# RECORDS FOR THIS TASK start
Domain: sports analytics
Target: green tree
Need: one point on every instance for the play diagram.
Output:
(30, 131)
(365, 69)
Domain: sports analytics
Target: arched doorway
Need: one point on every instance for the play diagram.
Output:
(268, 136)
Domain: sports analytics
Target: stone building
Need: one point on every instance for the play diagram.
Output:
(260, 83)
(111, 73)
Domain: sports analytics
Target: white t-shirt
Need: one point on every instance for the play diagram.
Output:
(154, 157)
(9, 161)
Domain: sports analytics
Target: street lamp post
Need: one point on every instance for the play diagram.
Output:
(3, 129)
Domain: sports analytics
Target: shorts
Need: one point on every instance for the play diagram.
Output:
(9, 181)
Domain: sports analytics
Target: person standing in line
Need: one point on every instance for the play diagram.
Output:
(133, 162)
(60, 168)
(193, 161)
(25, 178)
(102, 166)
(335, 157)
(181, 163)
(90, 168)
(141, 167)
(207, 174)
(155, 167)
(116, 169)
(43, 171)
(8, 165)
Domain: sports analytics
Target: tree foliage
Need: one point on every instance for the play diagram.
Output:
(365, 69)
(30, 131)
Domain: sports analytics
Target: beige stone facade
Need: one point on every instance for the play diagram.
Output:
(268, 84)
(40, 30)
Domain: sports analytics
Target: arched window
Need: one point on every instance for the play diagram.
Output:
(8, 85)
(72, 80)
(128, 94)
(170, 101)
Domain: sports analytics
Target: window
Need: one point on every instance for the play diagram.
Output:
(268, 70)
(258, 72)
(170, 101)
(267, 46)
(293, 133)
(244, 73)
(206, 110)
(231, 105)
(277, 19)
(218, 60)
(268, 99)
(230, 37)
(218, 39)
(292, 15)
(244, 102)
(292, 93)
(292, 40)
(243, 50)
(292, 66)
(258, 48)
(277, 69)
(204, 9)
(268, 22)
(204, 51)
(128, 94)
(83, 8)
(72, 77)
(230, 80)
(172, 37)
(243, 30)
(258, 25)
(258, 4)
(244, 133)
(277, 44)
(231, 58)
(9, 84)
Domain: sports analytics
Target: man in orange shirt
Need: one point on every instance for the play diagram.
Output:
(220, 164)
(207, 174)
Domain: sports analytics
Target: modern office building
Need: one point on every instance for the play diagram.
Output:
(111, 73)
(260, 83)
# RECORDS FOR THIS TASK end
» **AIM**
Copy out all of the records shown above exactly.

» **THE SOLUTION**
Domain: sports analytics
Target: green tree
Need: one point on every instance for the play diagram.
Output:
(30, 131)
(365, 69)
Domain: sports analytics
Target: arched doorway
Need: one point on every instance for the play diagram.
Output:
(268, 136)
Domain: sports analytics
Target: stone building
Need: one point on every instance for the play diagram.
Output:
(260, 83)
(111, 73)
Domain: sports analytics
Target: white t-shirt
Need: one point on every instance for the play diagram.
Output:
(154, 157)
(9, 161)
Domain: sports analytics
Target: street lamp post
Need: one point on every instance for the play diagram.
Output:
(3, 129)
Domain: sports analytics
Target: shorts
Need: one point on every instance for the play diagram.
Output:
(9, 181)
Domain: sports analytics
Target: person standing in line
Need: one point on every instance for the play diagram.
Output:
(133, 162)
(60, 168)
(193, 161)
(25, 178)
(102, 166)
(335, 157)
(181, 163)
(90, 168)
(141, 167)
(207, 174)
(155, 167)
(116, 169)
(43, 171)
(8, 165)
Domain: sports analytics
Target: tree foliage
Need: one point on every instance for the play diagram.
Output:
(365, 69)
(30, 131)
Domain: sports analytics
Target: beige stone facade
Need: one point on every instance for the play diagram.
Output:
(268, 84)
(40, 30)
Domain: sports analytics
Target: arched window
Need: one point on every instance for the play diagram.
Output:
(8, 85)
(72, 80)
(128, 94)
(170, 101)
Domain: sports analytics
Target: window
Need: one point on every instance for the play diagram.
Output:
(268, 70)
(258, 72)
(170, 101)
(267, 46)
(293, 133)
(244, 73)
(206, 110)
(231, 105)
(277, 19)
(218, 60)
(268, 99)
(230, 37)
(218, 39)
(292, 15)
(244, 102)
(292, 93)
(292, 40)
(243, 50)
(292, 66)
(258, 48)
(277, 69)
(204, 9)
(268, 22)
(204, 51)
(128, 94)
(83, 8)
(72, 77)
(230, 80)
(172, 37)
(243, 30)
(258, 25)
(258, 4)
(244, 133)
(277, 44)
(231, 58)
(9, 84)
Domain: sports analytics
Target: man in orange shirt
Need: one point on every instance for the play diagram.
Output:
(220, 164)
(207, 174)
Domain: sports analytics
Target: modern office building
Need: one point on every instance for the play diagram.
Output:
(111, 73)
(260, 83)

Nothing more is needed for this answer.